* Challenge: Please copy out each of the following lines word for word.

* Listing:
◇ ◇ ◇ ◇
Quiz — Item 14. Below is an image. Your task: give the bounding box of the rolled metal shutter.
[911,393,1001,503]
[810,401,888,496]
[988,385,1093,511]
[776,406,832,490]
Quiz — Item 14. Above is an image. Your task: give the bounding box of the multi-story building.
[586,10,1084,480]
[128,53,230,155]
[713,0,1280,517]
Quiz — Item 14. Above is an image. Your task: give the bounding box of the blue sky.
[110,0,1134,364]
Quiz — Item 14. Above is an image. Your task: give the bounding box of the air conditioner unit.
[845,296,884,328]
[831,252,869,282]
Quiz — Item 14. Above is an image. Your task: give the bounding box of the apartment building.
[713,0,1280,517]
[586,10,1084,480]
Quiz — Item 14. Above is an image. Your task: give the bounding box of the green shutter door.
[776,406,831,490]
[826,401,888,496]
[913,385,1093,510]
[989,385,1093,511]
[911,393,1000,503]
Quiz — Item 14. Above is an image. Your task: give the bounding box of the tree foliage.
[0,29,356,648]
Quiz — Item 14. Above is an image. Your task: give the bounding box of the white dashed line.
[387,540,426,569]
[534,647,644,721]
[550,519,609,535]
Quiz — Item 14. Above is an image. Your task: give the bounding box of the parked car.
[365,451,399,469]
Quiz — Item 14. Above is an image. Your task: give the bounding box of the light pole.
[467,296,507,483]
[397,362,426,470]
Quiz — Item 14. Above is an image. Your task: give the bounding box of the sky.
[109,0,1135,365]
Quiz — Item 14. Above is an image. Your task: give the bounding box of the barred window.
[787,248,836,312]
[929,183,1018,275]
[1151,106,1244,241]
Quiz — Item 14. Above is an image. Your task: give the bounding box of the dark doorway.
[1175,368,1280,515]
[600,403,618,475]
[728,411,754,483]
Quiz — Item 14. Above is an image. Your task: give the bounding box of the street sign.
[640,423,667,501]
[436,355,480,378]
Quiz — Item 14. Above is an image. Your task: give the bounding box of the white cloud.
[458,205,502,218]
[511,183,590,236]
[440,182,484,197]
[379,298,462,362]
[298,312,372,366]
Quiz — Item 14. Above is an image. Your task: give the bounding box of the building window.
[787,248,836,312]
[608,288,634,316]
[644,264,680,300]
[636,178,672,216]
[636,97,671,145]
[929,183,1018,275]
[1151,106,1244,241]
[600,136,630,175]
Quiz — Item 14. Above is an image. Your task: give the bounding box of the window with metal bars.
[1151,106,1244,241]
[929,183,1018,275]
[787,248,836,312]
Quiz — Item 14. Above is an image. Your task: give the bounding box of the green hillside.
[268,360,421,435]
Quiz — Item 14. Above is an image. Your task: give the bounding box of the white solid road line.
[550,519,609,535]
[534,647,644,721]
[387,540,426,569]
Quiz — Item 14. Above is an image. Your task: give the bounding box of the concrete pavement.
◇ ◇ ◇ ◇
* Final result:
Quiz — Item 14. Below is an image. Your task: give the bounding box of the rolled metal shutter.
[911,393,1001,503]
[810,401,888,496]
[988,385,1093,511]
[776,406,832,490]
Quiz — Item 14. Above is an image. Your task: give the bounding box of the multi-story building.
[586,10,1084,480]
[128,53,230,155]
[713,0,1280,517]
Quiz — Item 14. Above is an image. Your task: give the bounding box of the blue sky.
[110,0,1134,364]
Quiz — Item 14. Above is an image. Your task: give the bounding box of the air conditioner unit.
[845,296,884,328]
[831,252,869,282]
Quiz — Item 14. Above is an image. Your task: give the bounding box of the apartment building.
[713,0,1280,517]
[586,10,1084,480]
Quiz — Item 14. Above is an image. Your task: give the bounding box of the green shutter door.
[776,406,831,490]
[826,401,888,496]
[913,385,1093,510]
[989,385,1093,511]
[911,393,1000,503]
Quiz — Item 14. Above is an image. Your task: give the bounding box of the tree foliage.
[0,29,356,648]
Quiz — Item 14. Above is an image. Your task: give the bounding box of the white dashed line.
[387,540,426,569]
[534,647,644,721]
[550,519,609,535]
Quiz — Item 14. Above is an image. Your task: give the bounding box of the parked car.
[365,451,399,469]
Quiz — Item 14. Above is an image. Your task: give the bounding box of the light pole.
[467,296,507,483]
[397,362,426,470]
Quiz — Item 14. Above is an image. Your task: give the bounding box of the sky.
[109,0,1135,365]
Quiz — Item 14. Above is an image. Your task: give the bounding box of the barred window.
[787,248,836,312]
[929,183,1018,275]
[1151,106,1244,241]
Quiz — Item 14. Above is an image. Your task: give the bounding box of the dark doorway.
[1175,368,1280,515]
[600,403,618,475]
[728,411,754,483]
Quiz — Item 14. Above is an image. Your task: give the bounding box of the street sign.
[640,423,667,501]
[436,355,480,378]
Quiz — Item 14. Above is an image. Your task: give the bounding box of the white cloud.
[458,205,502,218]
[511,183,590,236]
[440,182,484,197]
[379,298,462,362]
[298,312,372,366]
Quiz — Item 14. Above is an image. Your task: give the bounding box of the building window.
[787,248,836,312]
[608,288,634,316]
[644,264,680,300]
[636,178,672,216]
[636,97,671,145]
[929,183,1018,275]
[1151,106,1244,241]
[600,136,630,175]
Quiz — Item 14. Above is an image. Your task: give the bounding box of the window with metal bars.
[1151,106,1244,241]
[929,183,1018,275]
[787,248,836,312]
Quiz — Item 14. Above is an image. Your task: give the bounding box of the green hillside.
[268,360,421,435]
Quiz — Item 14. Above is an image. Your task: give the bounding box of the white solid road line.
[550,519,609,535]
[534,647,644,721]
[387,540,426,569]
Quiz — Item 14. Above is an image. Your task: give the bounding box of the concrete pavement.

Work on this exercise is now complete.